**WHAT THE EXERCISE ASKS**
From the line containing "point: distant house" through the last line of the entries below, repeat each line word for word and leave out the rest.

**RECORDS TO PROCESS**
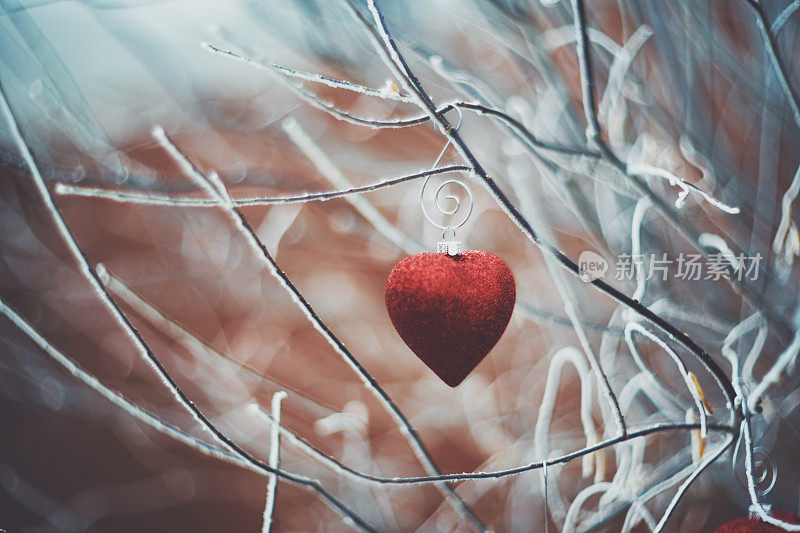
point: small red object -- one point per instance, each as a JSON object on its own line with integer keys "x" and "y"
{"x": 451, "y": 310}
{"x": 754, "y": 524}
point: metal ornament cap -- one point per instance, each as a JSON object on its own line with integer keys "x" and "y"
{"x": 450, "y": 310}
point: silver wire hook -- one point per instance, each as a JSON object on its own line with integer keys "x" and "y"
{"x": 438, "y": 195}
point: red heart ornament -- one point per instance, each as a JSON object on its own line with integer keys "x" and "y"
{"x": 451, "y": 310}
{"x": 754, "y": 524}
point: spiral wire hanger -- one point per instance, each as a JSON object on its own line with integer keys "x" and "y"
{"x": 449, "y": 246}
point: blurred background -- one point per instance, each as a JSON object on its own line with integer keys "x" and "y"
{"x": 689, "y": 89}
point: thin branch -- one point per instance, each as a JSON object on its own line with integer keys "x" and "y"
{"x": 217, "y": 190}
{"x": 154, "y": 421}
{"x": 274, "y": 462}
{"x": 180, "y": 201}
{"x": 391, "y": 54}
{"x": 92, "y": 276}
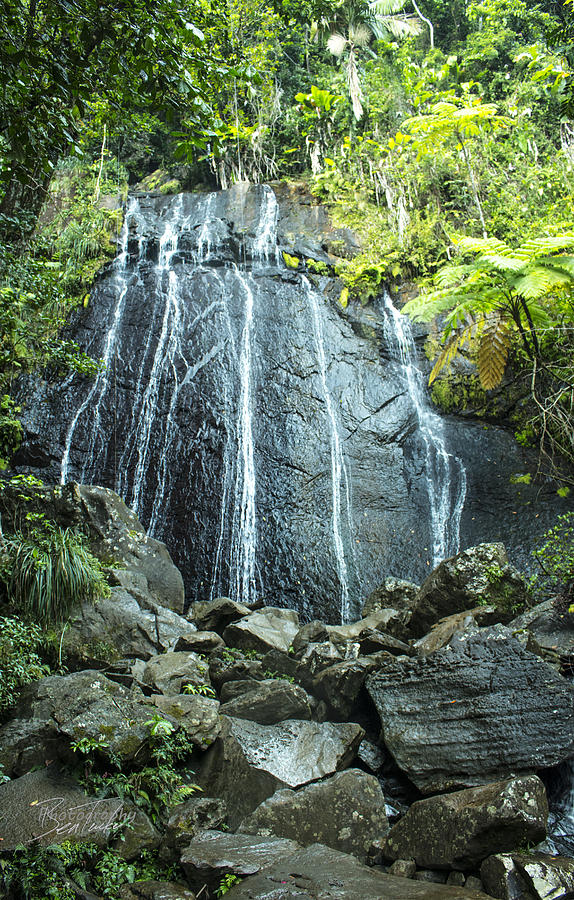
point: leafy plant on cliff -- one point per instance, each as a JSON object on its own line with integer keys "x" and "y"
{"x": 555, "y": 556}
{"x": 48, "y": 571}
{"x": 20, "y": 663}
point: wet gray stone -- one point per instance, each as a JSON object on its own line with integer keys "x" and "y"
{"x": 49, "y": 807}
{"x": 170, "y": 672}
{"x": 213, "y": 854}
{"x": 249, "y": 762}
{"x": 459, "y": 830}
{"x": 268, "y": 702}
{"x": 267, "y": 629}
{"x": 481, "y": 574}
{"x": 198, "y": 716}
{"x": 345, "y": 812}
{"x": 319, "y": 873}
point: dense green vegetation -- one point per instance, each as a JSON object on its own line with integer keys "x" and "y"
{"x": 421, "y": 124}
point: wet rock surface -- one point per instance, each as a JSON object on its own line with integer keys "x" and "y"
{"x": 345, "y": 812}
{"x": 475, "y": 712}
{"x": 479, "y": 575}
{"x": 319, "y": 873}
{"x": 249, "y": 762}
{"x": 49, "y": 807}
{"x": 458, "y": 830}
{"x": 191, "y": 428}
{"x": 214, "y": 854}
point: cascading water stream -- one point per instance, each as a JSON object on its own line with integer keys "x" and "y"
{"x": 338, "y": 469}
{"x": 445, "y": 473}
{"x": 100, "y": 387}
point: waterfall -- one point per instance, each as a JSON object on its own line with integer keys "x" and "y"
{"x": 339, "y": 473}
{"x": 560, "y": 839}
{"x": 445, "y": 473}
{"x": 251, "y": 427}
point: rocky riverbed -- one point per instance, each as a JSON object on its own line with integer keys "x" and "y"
{"x": 405, "y": 755}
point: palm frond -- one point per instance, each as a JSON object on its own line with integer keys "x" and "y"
{"x": 337, "y": 44}
{"x": 544, "y": 245}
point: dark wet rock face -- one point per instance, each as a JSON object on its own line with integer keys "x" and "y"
{"x": 264, "y": 433}
{"x": 480, "y": 710}
{"x": 458, "y": 830}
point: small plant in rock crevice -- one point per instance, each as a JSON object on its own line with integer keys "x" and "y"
{"x": 48, "y": 570}
{"x": 156, "y": 787}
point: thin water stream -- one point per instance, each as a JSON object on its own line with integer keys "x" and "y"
{"x": 445, "y": 473}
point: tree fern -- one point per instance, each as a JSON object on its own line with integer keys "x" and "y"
{"x": 493, "y": 350}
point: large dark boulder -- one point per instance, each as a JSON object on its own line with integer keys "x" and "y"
{"x": 459, "y": 830}
{"x": 528, "y": 876}
{"x": 345, "y": 812}
{"x": 320, "y": 873}
{"x": 480, "y": 575}
{"x": 480, "y": 710}
{"x": 249, "y": 762}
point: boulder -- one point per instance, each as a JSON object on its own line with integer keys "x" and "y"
{"x": 479, "y": 575}
{"x": 122, "y": 625}
{"x": 169, "y": 672}
{"x": 393, "y": 593}
{"x": 320, "y": 873}
{"x": 216, "y": 615}
{"x": 199, "y": 641}
{"x": 525, "y": 876}
{"x": 249, "y": 762}
{"x": 371, "y": 756}
{"x": 114, "y": 532}
{"x": 551, "y": 626}
{"x": 345, "y": 812}
{"x": 189, "y": 819}
{"x": 312, "y": 633}
{"x": 459, "y": 830}
{"x": 198, "y": 716}
{"x": 466, "y": 622}
{"x": 391, "y": 621}
{"x": 224, "y": 668}
{"x": 154, "y": 890}
{"x": 48, "y": 807}
{"x": 270, "y": 628}
{"x": 403, "y": 868}
{"x": 28, "y": 743}
{"x": 478, "y": 711}
{"x": 83, "y": 705}
{"x": 213, "y": 854}
{"x": 339, "y": 685}
{"x": 371, "y": 640}
{"x": 269, "y": 701}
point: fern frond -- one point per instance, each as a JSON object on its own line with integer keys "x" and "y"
{"x": 539, "y": 280}
{"x": 484, "y": 246}
{"x": 493, "y": 351}
{"x": 452, "y": 346}
{"x": 545, "y": 244}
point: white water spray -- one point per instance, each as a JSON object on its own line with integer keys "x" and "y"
{"x": 445, "y": 473}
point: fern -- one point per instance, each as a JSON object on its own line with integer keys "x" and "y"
{"x": 493, "y": 351}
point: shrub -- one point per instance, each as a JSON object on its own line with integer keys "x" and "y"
{"x": 19, "y": 661}
{"x": 50, "y": 570}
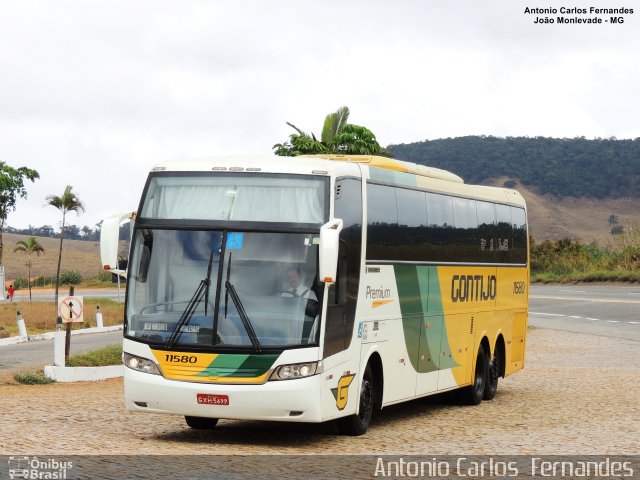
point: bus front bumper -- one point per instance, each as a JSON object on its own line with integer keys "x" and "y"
{"x": 289, "y": 400}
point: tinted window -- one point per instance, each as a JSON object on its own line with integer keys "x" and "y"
{"x": 487, "y": 231}
{"x": 440, "y": 232}
{"x": 412, "y": 224}
{"x": 465, "y": 220}
{"x": 518, "y": 253}
{"x": 382, "y": 233}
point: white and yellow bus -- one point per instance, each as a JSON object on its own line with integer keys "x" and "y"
{"x": 407, "y": 281}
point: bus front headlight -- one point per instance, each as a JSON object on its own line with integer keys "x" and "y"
{"x": 140, "y": 364}
{"x": 296, "y": 370}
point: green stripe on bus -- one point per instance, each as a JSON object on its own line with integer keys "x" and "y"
{"x": 236, "y": 365}
{"x": 424, "y": 332}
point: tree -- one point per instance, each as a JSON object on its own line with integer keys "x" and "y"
{"x": 29, "y": 247}
{"x": 67, "y": 202}
{"x": 11, "y": 188}
{"x": 338, "y": 136}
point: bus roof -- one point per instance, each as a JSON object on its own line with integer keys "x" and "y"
{"x": 397, "y": 165}
{"x": 319, "y": 162}
{"x": 398, "y": 172}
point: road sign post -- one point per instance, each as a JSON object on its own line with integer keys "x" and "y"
{"x": 71, "y": 310}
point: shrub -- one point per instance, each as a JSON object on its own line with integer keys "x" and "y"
{"x": 32, "y": 377}
{"x": 20, "y": 282}
{"x": 70, "y": 278}
{"x": 110, "y": 355}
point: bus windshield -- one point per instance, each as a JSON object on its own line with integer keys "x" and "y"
{"x": 223, "y": 288}
{"x": 229, "y": 197}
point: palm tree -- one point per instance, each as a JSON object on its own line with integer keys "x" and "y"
{"x": 337, "y": 136}
{"x": 67, "y": 202}
{"x": 29, "y": 247}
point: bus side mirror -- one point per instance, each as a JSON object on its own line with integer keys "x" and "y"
{"x": 329, "y": 242}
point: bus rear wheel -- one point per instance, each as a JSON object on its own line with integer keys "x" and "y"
{"x": 473, "y": 394}
{"x": 493, "y": 375}
{"x": 201, "y": 423}
{"x": 358, "y": 423}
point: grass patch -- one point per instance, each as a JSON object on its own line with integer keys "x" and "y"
{"x": 109, "y": 355}
{"x": 40, "y": 317}
{"x": 32, "y": 377}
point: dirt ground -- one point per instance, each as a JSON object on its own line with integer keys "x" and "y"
{"x": 578, "y": 394}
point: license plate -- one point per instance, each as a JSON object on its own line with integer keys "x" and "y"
{"x": 211, "y": 399}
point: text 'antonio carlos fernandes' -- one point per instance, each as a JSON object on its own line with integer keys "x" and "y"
{"x": 485, "y": 467}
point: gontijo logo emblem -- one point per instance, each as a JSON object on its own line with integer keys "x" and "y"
{"x": 341, "y": 392}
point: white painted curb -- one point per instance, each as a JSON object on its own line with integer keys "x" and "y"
{"x": 50, "y": 335}
{"x": 83, "y": 374}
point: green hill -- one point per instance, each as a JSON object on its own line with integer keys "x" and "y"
{"x": 575, "y": 167}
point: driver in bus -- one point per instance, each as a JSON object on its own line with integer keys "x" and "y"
{"x": 312, "y": 307}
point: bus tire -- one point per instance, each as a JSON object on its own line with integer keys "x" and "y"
{"x": 472, "y": 395}
{"x": 493, "y": 375}
{"x": 358, "y": 423}
{"x": 201, "y": 423}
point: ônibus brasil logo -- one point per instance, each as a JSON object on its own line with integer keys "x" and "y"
{"x": 34, "y": 468}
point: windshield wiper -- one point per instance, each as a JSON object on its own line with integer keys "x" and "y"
{"x": 231, "y": 290}
{"x": 203, "y": 289}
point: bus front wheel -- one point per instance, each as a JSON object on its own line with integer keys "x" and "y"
{"x": 493, "y": 375}
{"x": 201, "y": 423}
{"x": 473, "y": 394}
{"x": 358, "y": 423}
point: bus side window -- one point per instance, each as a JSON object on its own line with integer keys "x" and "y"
{"x": 338, "y": 291}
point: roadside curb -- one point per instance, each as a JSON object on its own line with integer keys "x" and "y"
{"x": 83, "y": 374}
{"x": 50, "y": 335}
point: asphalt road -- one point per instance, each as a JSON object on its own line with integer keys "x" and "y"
{"x": 605, "y": 310}
{"x": 40, "y": 352}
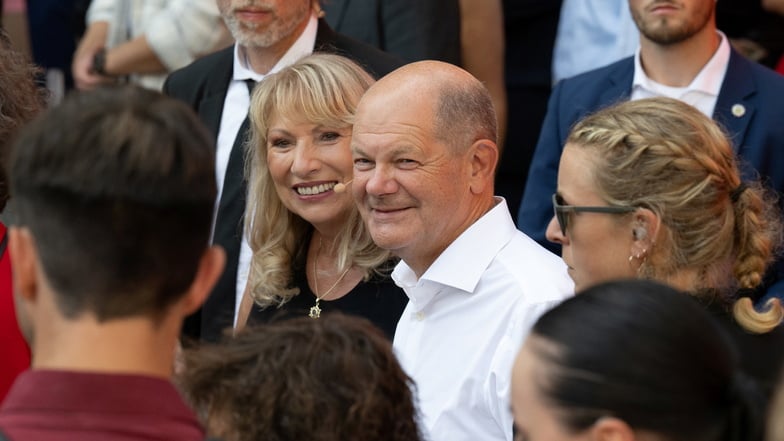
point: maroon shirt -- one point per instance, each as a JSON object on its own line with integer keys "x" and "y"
{"x": 14, "y": 353}
{"x": 48, "y": 405}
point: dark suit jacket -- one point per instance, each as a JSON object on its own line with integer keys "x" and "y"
{"x": 411, "y": 29}
{"x": 203, "y": 85}
{"x": 757, "y": 134}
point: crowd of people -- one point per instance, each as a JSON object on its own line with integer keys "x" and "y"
{"x": 299, "y": 235}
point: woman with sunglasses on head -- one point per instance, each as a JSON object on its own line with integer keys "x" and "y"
{"x": 650, "y": 189}
{"x": 311, "y": 251}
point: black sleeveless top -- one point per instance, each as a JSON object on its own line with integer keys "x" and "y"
{"x": 378, "y": 300}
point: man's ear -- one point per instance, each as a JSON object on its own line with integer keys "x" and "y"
{"x": 611, "y": 429}
{"x": 210, "y": 268}
{"x": 24, "y": 263}
{"x": 484, "y": 158}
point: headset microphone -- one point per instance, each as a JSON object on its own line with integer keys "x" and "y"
{"x": 341, "y": 187}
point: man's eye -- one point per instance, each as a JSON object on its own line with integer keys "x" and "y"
{"x": 362, "y": 164}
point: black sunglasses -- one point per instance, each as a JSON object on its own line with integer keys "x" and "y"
{"x": 562, "y": 211}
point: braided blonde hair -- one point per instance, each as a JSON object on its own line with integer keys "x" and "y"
{"x": 666, "y": 156}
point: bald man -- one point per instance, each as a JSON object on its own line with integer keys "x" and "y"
{"x": 424, "y": 147}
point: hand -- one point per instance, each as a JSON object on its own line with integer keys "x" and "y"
{"x": 93, "y": 41}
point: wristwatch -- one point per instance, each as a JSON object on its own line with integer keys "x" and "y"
{"x": 99, "y": 63}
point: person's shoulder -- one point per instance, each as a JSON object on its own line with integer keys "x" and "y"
{"x": 201, "y": 70}
{"x": 539, "y": 273}
{"x": 765, "y": 77}
{"x": 374, "y": 60}
{"x": 592, "y": 79}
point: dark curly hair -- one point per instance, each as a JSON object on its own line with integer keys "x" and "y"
{"x": 21, "y": 99}
{"x": 335, "y": 378}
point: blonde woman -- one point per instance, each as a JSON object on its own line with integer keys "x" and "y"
{"x": 651, "y": 189}
{"x": 311, "y": 252}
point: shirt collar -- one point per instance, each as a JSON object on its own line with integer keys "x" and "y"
{"x": 708, "y": 80}
{"x": 452, "y": 268}
{"x": 303, "y": 46}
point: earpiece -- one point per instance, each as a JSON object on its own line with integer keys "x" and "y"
{"x": 639, "y": 233}
{"x": 341, "y": 187}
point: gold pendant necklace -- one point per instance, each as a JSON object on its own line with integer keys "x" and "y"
{"x": 315, "y": 310}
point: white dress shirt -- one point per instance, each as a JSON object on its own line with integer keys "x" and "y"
{"x": 235, "y": 109}
{"x": 702, "y": 92}
{"x": 465, "y": 322}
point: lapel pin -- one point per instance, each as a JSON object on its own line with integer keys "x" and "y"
{"x": 738, "y": 110}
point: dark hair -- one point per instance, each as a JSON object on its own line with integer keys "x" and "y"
{"x": 335, "y": 378}
{"x": 21, "y": 99}
{"x": 650, "y": 356}
{"x": 117, "y": 186}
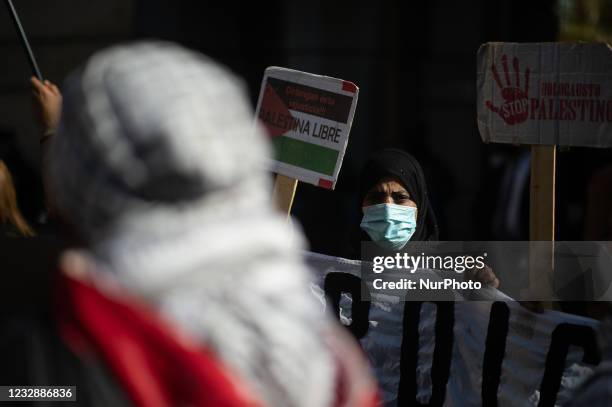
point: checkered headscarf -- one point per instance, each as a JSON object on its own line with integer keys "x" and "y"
{"x": 158, "y": 165}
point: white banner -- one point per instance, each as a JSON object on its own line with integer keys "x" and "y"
{"x": 464, "y": 353}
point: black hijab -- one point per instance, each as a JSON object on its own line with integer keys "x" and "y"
{"x": 398, "y": 163}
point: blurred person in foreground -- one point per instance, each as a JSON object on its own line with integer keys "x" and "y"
{"x": 12, "y": 222}
{"x": 188, "y": 285}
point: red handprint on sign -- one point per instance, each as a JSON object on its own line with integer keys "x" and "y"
{"x": 516, "y": 101}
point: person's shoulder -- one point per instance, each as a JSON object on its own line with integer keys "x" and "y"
{"x": 596, "y": 390}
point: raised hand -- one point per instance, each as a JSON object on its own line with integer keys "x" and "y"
{"x": 46, "y": 105}
{"x": 515, "y": 108}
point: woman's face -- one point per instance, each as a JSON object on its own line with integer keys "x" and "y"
{"x": 388, "y": 190}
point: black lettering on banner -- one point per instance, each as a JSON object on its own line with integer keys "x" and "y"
{"x": 440, "y": 369}
{"x": 495, "y": 348}
{"x": 562, "y": 337}
{"x": 338, "y": 283}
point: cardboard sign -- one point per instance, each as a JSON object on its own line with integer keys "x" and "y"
{"x": 545, "y": 93}
{"x": 309, "y": 118}
{"x": 476, "y": 353}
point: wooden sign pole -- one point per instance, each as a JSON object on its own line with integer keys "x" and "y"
{"x": 284, "y": 192}
{"x": 542, "y": 220}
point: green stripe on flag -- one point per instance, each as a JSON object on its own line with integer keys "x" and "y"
{"x": 305, "y": 155}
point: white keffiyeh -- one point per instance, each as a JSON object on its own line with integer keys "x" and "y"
{"x": 159, "y": 167}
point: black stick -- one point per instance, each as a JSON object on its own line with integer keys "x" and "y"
{"x": 24, "y": 40}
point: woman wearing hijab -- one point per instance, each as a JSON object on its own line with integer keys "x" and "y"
{"x": 394, "y": 200}
{"x": 395, "y": 205}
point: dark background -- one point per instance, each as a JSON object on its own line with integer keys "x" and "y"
{"x": 415, "y": 64}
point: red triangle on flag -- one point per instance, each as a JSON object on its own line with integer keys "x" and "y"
{"x": 272, "y": 108}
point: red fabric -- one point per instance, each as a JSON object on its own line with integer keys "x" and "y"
{"x": 154, "y": 365}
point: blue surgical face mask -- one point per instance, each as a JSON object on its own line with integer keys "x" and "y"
{"x": 389, "y": 225}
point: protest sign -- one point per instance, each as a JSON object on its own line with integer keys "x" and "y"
{"x": 308, "y": 118}
{"x": 464, "y": 353}
{"x": 545, "y": 93}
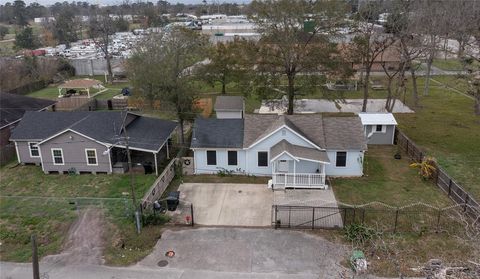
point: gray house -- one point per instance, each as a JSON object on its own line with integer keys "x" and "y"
{"x": 228, "y": 107}
{"x": 92, "y": 142}
{"x": 297, "y": 151}
{"x": 379, "y": 128}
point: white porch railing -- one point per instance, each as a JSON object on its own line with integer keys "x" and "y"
{"x": 299, "y": 180}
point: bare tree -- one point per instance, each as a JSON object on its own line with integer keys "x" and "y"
{"x": 296, "y": 40}
{"x": 161, "y": 69}
{"x": 369, "y": 43}
{"x": 101, "y": 28}
{"x": 429, "y": 19}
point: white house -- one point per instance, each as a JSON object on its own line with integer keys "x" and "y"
{"x": 297, "y": 151}
{"x": 379, "y": 128}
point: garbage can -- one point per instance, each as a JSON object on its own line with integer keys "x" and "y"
{"x": 173, "y": 200}
{"x": 147, "y": 166}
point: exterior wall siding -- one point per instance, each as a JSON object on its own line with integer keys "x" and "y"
{"x": 201, "y": 167}
{"x": 247, "y": 159}
{"x": 24, "y": 154}
{"x": 378, "y": 137}
{"x": 265, "y": 145}
{"x": 73, "y": 146}
{"x": 229, "y": 114}
{"x": 354, "y": 166}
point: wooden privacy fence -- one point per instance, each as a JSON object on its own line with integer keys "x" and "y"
{"x": 75, "y": 104}
{"x": 159, "y": 186}
{"x": 441, "y": 177}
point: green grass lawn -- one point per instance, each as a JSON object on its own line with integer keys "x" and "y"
{"x": 446, "y": 127}
{"x": 387, "y": 180}
{"x": 50, "y": 218}
{"x": 451, "y": 64}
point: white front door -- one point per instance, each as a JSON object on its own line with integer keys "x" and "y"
{"x": 282, "y": 166}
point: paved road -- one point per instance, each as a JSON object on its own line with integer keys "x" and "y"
{"x": 215, "y": 253}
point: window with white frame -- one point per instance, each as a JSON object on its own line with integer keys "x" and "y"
{"x": 91, "y": 157}
{"x": 341, "y": 159}
{"x": 211, "y": 157}
{"x": 57, "y": 156}
{"x": 34, "y": 152}
{"x": 262, "y": 159}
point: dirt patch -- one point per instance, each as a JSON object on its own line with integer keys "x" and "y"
{"x": 85, "y": 240}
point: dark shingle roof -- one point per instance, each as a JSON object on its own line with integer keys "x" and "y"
{"x": 143, "y": 132}
{"x": 217, "y": 133}
{"x": 299, "y": 151}
{"x": 325, "y": 132}
{"x": 229, "y": 103}
{"x": 13, "y": 106}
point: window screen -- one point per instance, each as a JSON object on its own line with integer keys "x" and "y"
{"x": 211, "y": 157}
{"x": 232, "y": 158}
{"x": 263, "y": 159}
{"x": 341, "y": 159}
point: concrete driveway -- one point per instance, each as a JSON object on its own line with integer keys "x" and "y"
{"x": 218, "y": 204}
{"x": 259, "y": 251}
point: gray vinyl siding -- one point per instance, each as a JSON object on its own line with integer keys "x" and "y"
{"x": 73, "y": 146}
{"x": 24, "y": 154}
{"x": 227, "y": 114}
{"x": 379, "y": 137}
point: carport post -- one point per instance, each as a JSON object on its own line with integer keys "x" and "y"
{"x": 191, "y": 212}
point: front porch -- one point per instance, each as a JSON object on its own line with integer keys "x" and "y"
{"x": 296, "y": 166}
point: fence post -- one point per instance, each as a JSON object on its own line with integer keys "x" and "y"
{"x": 191, "y": 212}
{"x": 313, "y": 218}
{"x": 438, "y": 220}
{"x": 396, "y": 221}
{"x": 449, "y": 187}
{"x": 275, "y": 208}
{"x": 289, "y": 215}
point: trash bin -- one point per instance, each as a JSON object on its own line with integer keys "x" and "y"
{"x": 173, "y": 200}
{"x": 147, "y": 166}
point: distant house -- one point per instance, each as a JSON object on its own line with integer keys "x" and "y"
{"x": 94, "y": 142}
{"x": 379, "y": 128}
{"x": 229, "y": 107}
{"x": 12, "y": 108}
{"x": 297, "y": 151}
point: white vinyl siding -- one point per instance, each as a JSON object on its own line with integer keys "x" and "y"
{"x": 34, "y": 152}
{"x": 57, "y": 156}
{"x": 91, "y": 155}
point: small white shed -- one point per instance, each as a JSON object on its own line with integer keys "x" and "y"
{"x": 379, "y": 128}
{"x": 229, "y": 107}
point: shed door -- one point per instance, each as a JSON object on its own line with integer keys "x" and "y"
{"x": 282, "y": 166}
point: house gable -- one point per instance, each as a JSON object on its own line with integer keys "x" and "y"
{"x": 284, "y": 133}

**SOLVED PROBLEM**
point: distant house -- one point per instance, each as a JSON object on its own line with integer keys "x" and "y"
{"x": 94, "y": 142}
{"x": 379, "y": 128}
{"x": 229, "y": 107}
{"x": 12, "y": 108}
{"x": 297, "y": 151}
point: white vinyl siding -- one point per instance, each as a JSON object on its own line with integer keys "x" and "y"
{"x": 34, "y": 152}
{"x": 57, "y": 156}
{"x": 91, "y": 155}
point: small white shed -- one point per instance, each as a JSON object on its own line with integer keys "x" and "y"
{"x": 379, "y": 128}
{"x": 229, "y": 107}
point: shed door -- one point per instance, each as a JSON object on its own line with integer keys "x" and "y"
{"x": 282, "y": 166}
point: house gable -- one point per instance, each as a JSON object on its own line with integer keys "x" and "y"
{"x": 284, "y": 133}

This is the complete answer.